Task statement — All of the data must be output without alteration.

>>>

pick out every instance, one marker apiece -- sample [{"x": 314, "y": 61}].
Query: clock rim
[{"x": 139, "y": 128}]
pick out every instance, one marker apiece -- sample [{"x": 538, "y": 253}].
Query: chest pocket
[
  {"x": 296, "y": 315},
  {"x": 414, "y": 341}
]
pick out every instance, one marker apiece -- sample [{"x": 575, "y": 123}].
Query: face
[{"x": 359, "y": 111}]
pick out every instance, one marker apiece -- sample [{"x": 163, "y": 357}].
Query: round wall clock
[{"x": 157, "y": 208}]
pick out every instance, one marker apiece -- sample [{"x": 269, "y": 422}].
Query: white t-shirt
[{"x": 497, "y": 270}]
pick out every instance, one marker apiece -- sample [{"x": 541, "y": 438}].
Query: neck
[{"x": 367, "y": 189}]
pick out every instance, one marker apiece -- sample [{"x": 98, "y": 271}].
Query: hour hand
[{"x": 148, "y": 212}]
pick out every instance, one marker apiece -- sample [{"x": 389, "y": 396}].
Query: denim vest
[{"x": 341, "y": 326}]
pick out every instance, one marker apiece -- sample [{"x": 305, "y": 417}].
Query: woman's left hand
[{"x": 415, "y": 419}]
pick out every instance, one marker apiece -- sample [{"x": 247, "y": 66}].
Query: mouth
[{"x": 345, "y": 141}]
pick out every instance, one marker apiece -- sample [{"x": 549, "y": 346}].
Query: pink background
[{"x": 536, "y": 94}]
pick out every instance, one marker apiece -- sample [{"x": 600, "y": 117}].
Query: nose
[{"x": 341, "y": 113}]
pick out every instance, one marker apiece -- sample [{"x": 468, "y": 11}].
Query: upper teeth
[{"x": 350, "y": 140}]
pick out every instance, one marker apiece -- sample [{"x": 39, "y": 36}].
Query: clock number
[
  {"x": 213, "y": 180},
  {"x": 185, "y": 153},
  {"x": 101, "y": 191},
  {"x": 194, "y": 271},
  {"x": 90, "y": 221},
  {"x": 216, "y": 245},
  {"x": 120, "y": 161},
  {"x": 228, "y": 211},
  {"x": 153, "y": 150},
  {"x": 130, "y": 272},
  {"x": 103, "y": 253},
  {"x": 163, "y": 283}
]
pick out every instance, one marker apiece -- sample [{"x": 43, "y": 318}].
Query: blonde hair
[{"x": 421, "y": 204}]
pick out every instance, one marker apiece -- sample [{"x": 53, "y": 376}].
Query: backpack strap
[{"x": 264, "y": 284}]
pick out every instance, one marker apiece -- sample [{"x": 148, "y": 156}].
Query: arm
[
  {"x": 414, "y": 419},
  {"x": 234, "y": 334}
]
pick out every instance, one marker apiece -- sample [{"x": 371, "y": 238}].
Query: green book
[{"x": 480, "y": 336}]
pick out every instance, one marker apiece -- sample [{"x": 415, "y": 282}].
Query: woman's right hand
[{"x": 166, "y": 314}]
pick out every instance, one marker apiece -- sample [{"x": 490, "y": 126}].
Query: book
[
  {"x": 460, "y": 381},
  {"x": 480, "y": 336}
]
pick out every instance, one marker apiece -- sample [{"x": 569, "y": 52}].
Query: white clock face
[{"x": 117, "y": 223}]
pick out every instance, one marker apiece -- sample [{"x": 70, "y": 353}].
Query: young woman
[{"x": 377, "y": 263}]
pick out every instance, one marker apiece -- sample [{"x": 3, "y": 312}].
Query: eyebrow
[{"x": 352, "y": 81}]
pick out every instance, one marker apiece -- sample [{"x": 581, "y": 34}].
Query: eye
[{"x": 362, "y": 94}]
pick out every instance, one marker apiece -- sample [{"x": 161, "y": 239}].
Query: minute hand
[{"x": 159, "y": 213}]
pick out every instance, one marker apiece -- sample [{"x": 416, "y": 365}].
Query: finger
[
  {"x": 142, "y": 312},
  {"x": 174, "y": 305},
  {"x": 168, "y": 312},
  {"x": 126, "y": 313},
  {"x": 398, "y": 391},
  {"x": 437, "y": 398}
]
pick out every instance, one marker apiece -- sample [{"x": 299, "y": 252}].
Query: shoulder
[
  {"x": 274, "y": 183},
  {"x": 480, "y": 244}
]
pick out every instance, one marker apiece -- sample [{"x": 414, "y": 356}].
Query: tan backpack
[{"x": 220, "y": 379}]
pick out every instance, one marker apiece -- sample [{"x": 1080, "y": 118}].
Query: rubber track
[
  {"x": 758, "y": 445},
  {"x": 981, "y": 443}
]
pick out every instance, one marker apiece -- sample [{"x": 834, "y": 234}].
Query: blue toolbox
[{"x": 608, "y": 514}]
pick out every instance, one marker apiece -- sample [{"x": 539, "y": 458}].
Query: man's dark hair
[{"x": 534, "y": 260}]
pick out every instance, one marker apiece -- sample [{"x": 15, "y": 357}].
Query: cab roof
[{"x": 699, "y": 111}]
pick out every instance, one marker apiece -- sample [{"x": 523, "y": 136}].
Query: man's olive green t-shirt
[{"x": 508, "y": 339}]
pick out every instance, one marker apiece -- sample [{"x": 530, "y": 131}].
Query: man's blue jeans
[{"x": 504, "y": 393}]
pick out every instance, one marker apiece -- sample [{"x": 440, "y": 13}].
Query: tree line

<<<

Solution to this task —
pick out every instance, one marker apiece -- sample [{"x": 314, "y": 61}].
Query: clock rim
[{"x": 139, "y": 128}]
pick out every instance, one marker apiece -- sample [{"x": 538, "y": 253}].
Query: chest pocket
[
  {"x": 296, "y": 315},
  {"x": 414, "y": 341}
]
pick out every instance, one marker apiece -- sample [{"x": 575, "y": 123}].
Query: face
[{"x": 359, "y": 111}]
pick out every instance, one marker apiece -- sample [{"x": 163, "y": 357}].
Query: round wall clock
[{"x": 157, "y": 208}]
pick out every instance, one marker apiece -- sample [{"x": 269, "y": 422}].
Query: white t-shirt
[{"x": 497, "y": 270}]
pick out every instance, one marker apiece -- sample [{"x": 541, "y": 438}].
Query: neck
[{"x": 367, "y": 189}]
pick out every instance, one marker apiece -- sample [{"x": 98, "y": 271}].
Query: hour hand
[{"x": 148, "y": 212}]
pick out every instance, one marker apiece -- sample [{"x": 389, "y": 396}].
Query: denim vest
[{"x": 341, "y": 326}]
pick out every instance, one marker apiece -- sample [{"x": 305, "y": 417}].
Query: woman's left hand
[{"x": 415, "y": 419}]
pick out every instance, one marker apiece -- sample [{"x": 247, "y": 66}].
Query: mouth
[{"x": 345, "y": 141}]
pick out every instance, one marker apiece -- sample [{"x": 549, "y": 346}].
Query: pink background
[{"x": 536, "y": 94}]
pick out every instance, one marker apiece -- sample [{"x": 600, "y": 117}].
Query: nose
[{"x": 341, "y": 113}]
pick out every instance, one marker apiece -- sample [{"x": 468, "y": 11}].
Query: upper teeth
[{"x": 350, "y": 140}]
pick out every instance, one marker apiece -- sample [{"x": 39, "y": 36}].
Query: clock number
[
  {"x": 213, "y": 180},
  {"x": 185, "y": 153},
  {"x": 101, "y": 191},
  {"x": 194, "y": 271},
  {"x": 90, "y": 221},
  {"x": 216, "y": 245},
  {"x": 120, "y": 161},
  {"x": 228, "y": 211},
  {"x": 153, "y": 150},
  {"x": 130, "y": 272},
  {"x": 103, "y": 253},
  {"x": 163, "y": 283}
]
pick out every instance, one marker apiece -- sample [{"x": 43, "y": 318}].
Query: blonde hair
[{"x": 421, "y": 204}]
pick out every instance, one marker apiece -- sample [{"x": 53, "y": 376}].
Query: backpack strap
[{"x": 264, "y": 284}]
pick out every instance, one marker apiece -- sample [{"x": 148, "y": 156}].
Query: arm
[
  {"x": 414, "y": 419},
  {"x": 234, "y": 334}
]
pick out every instance, one marker apiece -- sample [{"x": 371, "y": 238}].
Query: green book
[{"x": 480, "y": 336}]
pick out every instance, one marker apiece -- sample [{"x": 415, "y": 282}].
Query: woman's right hand
[{"x": 166, "y": 314}]
pick out every instance, one marker apiece -- sample [{"x": 490, "y": 126}].
Query: book
[
  {"x": 460, "y": 381},
  {"x": 480, "y": 336}
]
pick out every instance, one marker apiece -- sample [{"x": 569, "y": 52}].
Query: white clock face
[{"x": 117, "y": 223}]
pick out every instance, one marker apiece -- sample [{"x": 70, "y": 353}].
Query: young woman
[{"x": 377, "y": 263}]
pick out every instance, one marker apiece -- sample [{"x": 3, "y": 312}].
Query: eyebrow
[{"x": 352, "y": 81}]
pick out every instance, one marker apiece -- sample [{"x": 581, "y": 34}].
Query: eye
[{"x": 362, "y": 94}]
pick out every instance, one marker apiece -- sample [{"x": 161, "y": 239}].
Query: minute hand
[{"x": 159, "y": 213}]
pick out every instance, one marker apiece -- sample [{"x": 416, "y": 365}].
Query: finger
[
  {"x": 142, "y": 312},
  {"x": 174, "y": 305},
  {"x": 168, "y": 312},
  {"x": 126, "y": 313},
  {"x": 398, "y": 391},
  {"x": 437, "y": 398}
]
pick out every instance, one marker apiece -- sample [{"x": 299, "y": 252}].
Query: shoulder
[
  {"x": 274, "y": 183},
  {"x": 480, "y": 244}
]
pick out every instance, one marker apiece -- sample [{"x": 414, "y": 356}].
Query: tan backpack
[{"x": 220, "y": 379}]
pick out every instance, one marker apiece -- sample [{"x": 1080, "y": 118}].
Query: rubber track
[
  {"x": 758, "y": 445},
  {"x": 981, "y": 443}
]
pick out every instance, one marker apiece -- sample [{"x": 834, "y": 234}].
Query: blue toolbox
[{"x": 608, "y": 514}]
pick out every instance, one marker apiece -- sample [{"x": 539, "y": 458}].
Query: man's dark hair
[{"x": 534, "y": 260}]
pick out every instance, one marker apiece -- sample [{"x": 15, "y": 357}].
Query: cab roof
[{"x": 699, "y": 111}]
pick out every instance, one marker apiece -- sample [{"x": 523, "y": 136}].
Query: man's olive green t-shirt
[{"x": 508, "y": 339}]
pick out every instance, one marker apiece -- sample [{"x": 530, "y": 131}].
Query: man's blue jeans
[{"x": 504, "y": 393}]
pick out every instance, one marker apiece -- sample [{"x": 440, "y": 13}].
Query: tree line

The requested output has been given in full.